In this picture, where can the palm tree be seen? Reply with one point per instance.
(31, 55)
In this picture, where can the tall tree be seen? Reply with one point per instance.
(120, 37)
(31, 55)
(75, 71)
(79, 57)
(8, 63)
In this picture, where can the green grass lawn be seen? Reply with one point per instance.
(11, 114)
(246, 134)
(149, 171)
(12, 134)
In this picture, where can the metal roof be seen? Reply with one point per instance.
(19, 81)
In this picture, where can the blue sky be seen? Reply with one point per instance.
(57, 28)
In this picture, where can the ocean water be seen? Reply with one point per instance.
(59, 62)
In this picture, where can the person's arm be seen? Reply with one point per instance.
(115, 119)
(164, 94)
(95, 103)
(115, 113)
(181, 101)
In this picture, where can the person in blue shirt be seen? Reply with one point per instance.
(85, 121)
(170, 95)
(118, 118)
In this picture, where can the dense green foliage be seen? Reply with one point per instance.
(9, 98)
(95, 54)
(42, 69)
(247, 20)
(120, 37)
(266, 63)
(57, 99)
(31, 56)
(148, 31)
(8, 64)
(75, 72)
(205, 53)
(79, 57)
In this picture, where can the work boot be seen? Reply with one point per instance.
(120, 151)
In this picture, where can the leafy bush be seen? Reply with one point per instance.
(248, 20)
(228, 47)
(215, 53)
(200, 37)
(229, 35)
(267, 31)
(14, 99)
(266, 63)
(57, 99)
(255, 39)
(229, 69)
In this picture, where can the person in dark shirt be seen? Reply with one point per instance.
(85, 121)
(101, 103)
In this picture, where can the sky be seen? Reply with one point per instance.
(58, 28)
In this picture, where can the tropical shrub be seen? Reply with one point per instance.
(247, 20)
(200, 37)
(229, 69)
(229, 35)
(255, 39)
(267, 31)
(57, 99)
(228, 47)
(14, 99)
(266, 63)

------

- **TO DO**
The required output is the line holding "In this picture, where can the work" plus every line after it in the data, reproduced exactly.

- **EXERCISE RESPONSE**
In this picture, where can the work boot be seen? Reply with one point per instance.
(120, 151)
In this picture, where can the leafy bush be seen? Reply with one point per instance.
(248, 20)
(228, 47)
(215, 53)
(200, 37)
(229, 35)
(267, 31)
(14, 99)
(266, 63)
(57, 99)
(255, 39)
(229, 69)
In this picture, where can the person in dark shirt be seen? Reply with one point per instance.
(85, 121)
(101, 103)
In this picture, where can the sky be seen? Reply with one point per instance.
(58, 28)
In this picture, where can the tropical shrub be seen? Reply with one point per instance.
(247, 20)
(200, 37)
(229, 69)
(229, 35)
(255, 39)
(267, 31)
(57, 99)
(228, 47)
(14, 99)
(266, 63)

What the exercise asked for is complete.